**出典文書**
───
ゆらぎ(※配信限定エピソードを再視聴して)

アニメーション制作:動画工房、
監督・シリーズ構成・脚本:藤原佳幸、
副監督:伊藤良太、脚本:田中仁、
キャラクターデザイン・総作画監督:谷口淳一郎、
総作画監督:吉川真帆、原作:冬目景

作品タイトルと同じ、10話からのED主題歌が印象的だ。
ブルージーなギターからは60~70年代の薫り。
調べてみるとRCサクセションの
初期の曲のカバーだった。
発売はやはり1970年。
『イエスタデイをうたって』は、
ビートルズの『イエスタデイ』を歌って欲しいと
せがむ少女についての曲だ。
ちなみにビートルズの『イエスタデイ』は、
母を失ってしまった今の自分は、
失ってしまう前の昨日の自分とは
全く変わってしまったという深い哀しみの曲。
『イエスタデイをうたって』という作品のタイトルは、
原作の冬目景が最初に考案したものを
編集者にダメ出しされて思いついたものだった。

主人公は、大学を卒業しても自分探しのために、
モラトリアムな状況を続けている魚住陸生。
いかにも、ひと昔前の人物像だ。
ある日、鴉を連れた少女・野中晴(ハル)と
アルバイト先のコンビニで出会ったことで物語が始まる。

1話ずつの完成度がとても高い。
感情の機微を丁寧に掬い上げていく。
まるでオムニバス形式に感じるほど、
序盤は余韻を残しつつ完結し、次の物語へと続いていく。

ひと昔前の年代を感じさせる時代背景。
携帯電話がなく、黒電話やカセットテープなどの
グッズが懐かしい。コンビニに外人がいない。
───
**提供リスト**
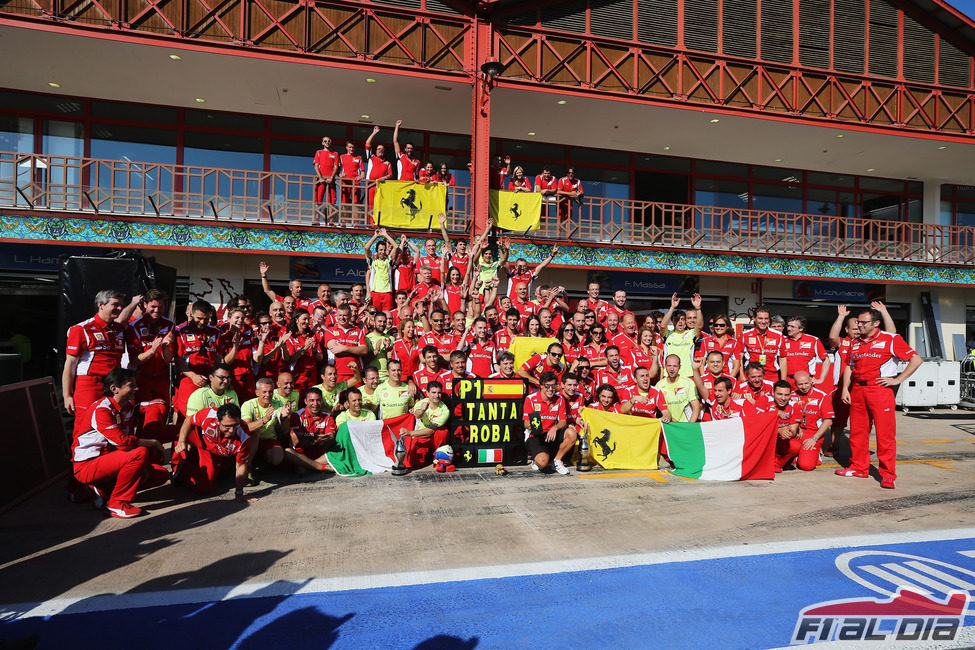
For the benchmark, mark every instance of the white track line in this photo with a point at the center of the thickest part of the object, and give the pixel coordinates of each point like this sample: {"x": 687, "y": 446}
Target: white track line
───
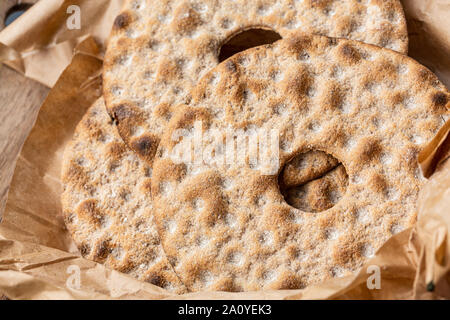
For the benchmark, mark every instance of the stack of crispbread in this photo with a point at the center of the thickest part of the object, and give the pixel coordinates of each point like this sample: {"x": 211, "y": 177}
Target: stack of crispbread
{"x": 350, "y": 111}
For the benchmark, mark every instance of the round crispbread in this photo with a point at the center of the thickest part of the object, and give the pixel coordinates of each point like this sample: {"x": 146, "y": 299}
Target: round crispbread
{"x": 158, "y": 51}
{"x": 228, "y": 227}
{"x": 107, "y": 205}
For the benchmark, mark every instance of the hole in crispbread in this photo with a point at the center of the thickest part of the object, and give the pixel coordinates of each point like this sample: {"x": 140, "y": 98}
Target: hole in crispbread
───
**問題と課題**
(a) 出典文書の「いかにも、ひと昔前の人物像だ。」から「ひと昔前の年代を感じさせる時代背景。」までを、一字一句違えずに書き写してください。
(b) 出典文書に基づき、次の各問いに答えてください。
(i) ED主題歌の原曲であるRCサクセションの曲は、何年に発売されましたか。
(ii) 主人公の氏名は何ですか。
(iii) 主人公が鴉を連れた少女と出会った場所はどこですか。
(c) 出典文書の内容を2文で要約してください。

**解答全文**
(a)
いかにも、ひと昔前の人物像だ。
ある日、鴉を連れた少女・野中晴(ハル)と
アルバイト先のコンビニで出会ったことで物語が始まる。

1話ずつの完成度がとても高い。
感情の機微を丁寧に掬い上げていく。
まるでオムニバス形式に感じるほど、
序盤は余韻を残しつつ完結し、次の物語へと続いていく。

ひと昔前の年代を感じさせる時代背景。

(b)
(i) 1970年
(ii) 魚住陸生
(iii) アルバイト先のコンビニ

(c) アニメ『イエスタデイをうたって』の10話からのED主題歌は、作品タイトルと同名の、1970年発売のRCサクセションの初期の曲のカバーであり、物語は、大学卒業後もモラトリアムな状況を続ける魚住陸生が、鴉を連れた少女・野中晴とアルバイト先のコンビニで出会うことで始まる。各話の完成度は高く、感情の機微が丁寧に掬い上げられており、携帯電話がなく黒電話やカセットテープが登場する、ひと昔前の時代背景が描かれている。